***** RECORDS SUPPLIED *****

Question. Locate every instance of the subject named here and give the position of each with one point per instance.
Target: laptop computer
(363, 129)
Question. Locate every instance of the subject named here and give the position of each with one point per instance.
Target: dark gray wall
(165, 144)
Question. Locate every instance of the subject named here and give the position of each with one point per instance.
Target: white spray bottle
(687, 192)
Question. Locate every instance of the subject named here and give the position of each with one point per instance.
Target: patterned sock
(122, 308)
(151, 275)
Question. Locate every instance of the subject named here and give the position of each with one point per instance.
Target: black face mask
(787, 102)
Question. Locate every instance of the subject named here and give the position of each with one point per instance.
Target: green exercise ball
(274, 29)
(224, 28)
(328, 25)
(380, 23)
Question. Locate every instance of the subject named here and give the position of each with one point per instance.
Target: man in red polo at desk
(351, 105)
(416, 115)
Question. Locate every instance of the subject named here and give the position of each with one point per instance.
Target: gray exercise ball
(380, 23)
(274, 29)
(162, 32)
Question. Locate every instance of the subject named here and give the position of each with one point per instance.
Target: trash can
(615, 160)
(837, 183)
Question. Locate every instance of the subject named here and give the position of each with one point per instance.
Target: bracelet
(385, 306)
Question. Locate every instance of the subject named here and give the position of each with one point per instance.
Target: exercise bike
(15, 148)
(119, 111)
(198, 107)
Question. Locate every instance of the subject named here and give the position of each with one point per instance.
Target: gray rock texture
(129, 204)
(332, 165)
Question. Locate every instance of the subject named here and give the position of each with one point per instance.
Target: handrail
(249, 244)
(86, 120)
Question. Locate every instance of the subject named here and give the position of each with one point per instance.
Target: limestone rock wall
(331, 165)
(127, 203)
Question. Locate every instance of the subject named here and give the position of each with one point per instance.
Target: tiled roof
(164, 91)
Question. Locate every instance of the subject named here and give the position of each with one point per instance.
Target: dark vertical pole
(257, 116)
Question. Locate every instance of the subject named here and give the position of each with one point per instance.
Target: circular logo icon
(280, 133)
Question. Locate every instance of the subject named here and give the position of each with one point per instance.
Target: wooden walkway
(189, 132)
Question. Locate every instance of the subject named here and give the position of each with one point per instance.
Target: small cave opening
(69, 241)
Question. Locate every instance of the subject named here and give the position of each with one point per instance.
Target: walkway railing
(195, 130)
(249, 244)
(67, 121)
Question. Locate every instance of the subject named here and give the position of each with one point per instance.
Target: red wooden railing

*****

THE TASK ▸
The whole block of entries above should be repeated exactly.

COMPLETED TASK ▸
Question. Locate every instance of the subject named here and give the position of each with one point per instance.
Target: laptop computer
(363, 129)
Question. Locate every instance of the subject named here and give the position of each with one point per instance.
Target: dark gray wall
(165, 144)
Question. Locate every instance of the subject named here and give the position of each with one point per instance.
Target: white spray bottle
(687, 192)
Question. Locate every instance of the subject named here and give the position of each with one point per instance.
Target: patterned sock
(122, 308)
(151, 275)
Question. Locate every instance of the subject named here and give the position of each with one point per instance.
Target: black face mask
(787, 102)
Question. Locate every instance of the subject named here and give the position of each with one point per instance.
Target: green exercise ball
(274, 29)
(224, 28)
(328, 25)
(380, 23)
Question. Locate every instance of the subject named here and give the position of each with one point per instance.
Target: man in red polo at desk
(351, 105)
(416, 115)
Question. Locate every instance of the subject named here and give the position of each with one point per instance.
Target: gray exercise ball
(380, 23)
(274, 29)
(162, 32)
Question. Locate every instance of the subject named here and give the position of each with one point per instance.
Target: trash can
(615, 160)
(837, 183)
Question. Locate every instance of the subject named here and give the position of each with one point per instance.
Target: bracelet
(385, 306)
Question. Locate every instance of the subject named here and give the position of each with one point per instance.
Target: exercise bike
(15, 148)
(119, 111)
(198, 107)
Question. Locate every instance of the subject named here and give the position of each with one point per instance.
Target: gray rock texture
(129, 204)
(332, 165)
Question. Locate every instance of the subject named here and give the position of each with one point per instance.
Target: handrail
(249, 244)
(86, 120)
Question. Locate every instance of the subject named here and give the position of each with one point per instance.
Target: limestone rock wall
(331, 165)
(127, 203)
Question. Locate every instance of the subject named here and give the position of each with one point per instance.
Target: tiled roof
(164, 91)
Question. Locate every instance of the subject named here and give the position of each with one point per instance.
Target: dark vertical pole
(257, 116)
Question. Locate every instance of the subject named here and give the position of each with one point per instance.
Target: circular logo icon
(280, 133)
Question. Locate every instance of the subject named here and give the position of each with one point per instance.
Target: wooden walkway
(189, 132)
Question. Locate every instance of the subject named here and give the position of each with one point per instance.
Target: small cave opening
(69, 241)
Question. Locate every instance of the subject named here and give the position of each with one point per instance.
Target: walkway railing
(195, 130)
(249, 244)
(67, 121)
Question. Locate every instance of the subject named here and give the position of each with one point per instance.
Target: red wooden railing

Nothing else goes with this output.